>> Begin Records shown

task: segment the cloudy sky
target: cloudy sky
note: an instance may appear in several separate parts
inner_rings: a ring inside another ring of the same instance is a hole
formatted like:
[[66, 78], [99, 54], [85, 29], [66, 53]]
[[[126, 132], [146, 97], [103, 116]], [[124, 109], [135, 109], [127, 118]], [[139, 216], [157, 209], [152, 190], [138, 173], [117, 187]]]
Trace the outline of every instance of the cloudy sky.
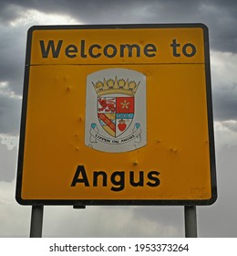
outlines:
[[[200, 237], [237, 237], [235, 0], [0, 0], [0, 237], [27, 237], [15, 200], [27, 29], [34, 25], [204, 23], [210, 31], [218, 200], [198, 207]], [[183, 207], [46, 207], [44, 237], [183, 237]]]

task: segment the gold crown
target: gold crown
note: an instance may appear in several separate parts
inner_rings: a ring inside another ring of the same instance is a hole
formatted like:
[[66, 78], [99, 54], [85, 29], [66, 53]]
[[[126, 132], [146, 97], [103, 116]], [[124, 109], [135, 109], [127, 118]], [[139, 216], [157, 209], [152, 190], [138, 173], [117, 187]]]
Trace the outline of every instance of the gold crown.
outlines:
[[96, 83], [92, 82], [94, 89], [98, 94], [98, 96], [104, 96], [107, 94], [126, 94], [129, 96], [133, 96], [139, 85], [139, 82], [136, 83], [134, 80], [125, 80], [124, 79], [118, 80], [115, 77], [115, 80], [104, 79], [104, 81], [97, 81]]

>> End Records shown

→ **Your goal**:
Copy out every row above word for word, and leave the pictures out.

→ **Solution to this problem**:
task: segment the cloudy sky
target: cloudy sky
note: an instance may appear in several separate parts
inner_rings: a ring inside another ring of the same instance is a hole
formatted like:
[[66, 78], [99, 54], [85, 29], [66, 53]]
[[[126, 132], [146, 97], [103, 116]], [[124, 109], [135, 109], [127, 118]], [[139, 216], [157, 209], [152, 190], [138, 173], [117, 187]]]
Trace the outline of every instance of the cloudy sky.
outlines:
[[[200, 237], [237, 237], [235, 0], [0, 0], [0, 237], [27, 237], [15, 200], [27, 29], [34, 25], [204, 23], [210, 31], [218, 200], [198, 207]], [[183, 207], [46, 207], [44, 237], [183, 237]]]

task: segment the gold crown
target: gold crown
note: an instance may appear in several separate parts
inner_rings: a ring inside another ring of the same instance is a hole
formatted like:
[[66, 78], [99, 54], [85, 29], [66, 53]]
[[[126, 132], [146, 97], [103, 116]], [[124, 109], [135, 109], [127, 118]], [[139, 216], [157, 209], [152, 190], [138, 173], [117, 187]]]
Trace the outline of every instance of the gold crown.
outlines:
[[96, 83], [92, 82], [94, 89], [98, 94], [98, 96], [104, 96], [107, 94], [126, 94], [129, 96], [133, 96], [139, 85], [139, 82], [136, 83], [134, 80], [125, 80], [124, 79], [118, 80], [115, 77], [115, 80], [104, 79], [104, 81], [97, 81]]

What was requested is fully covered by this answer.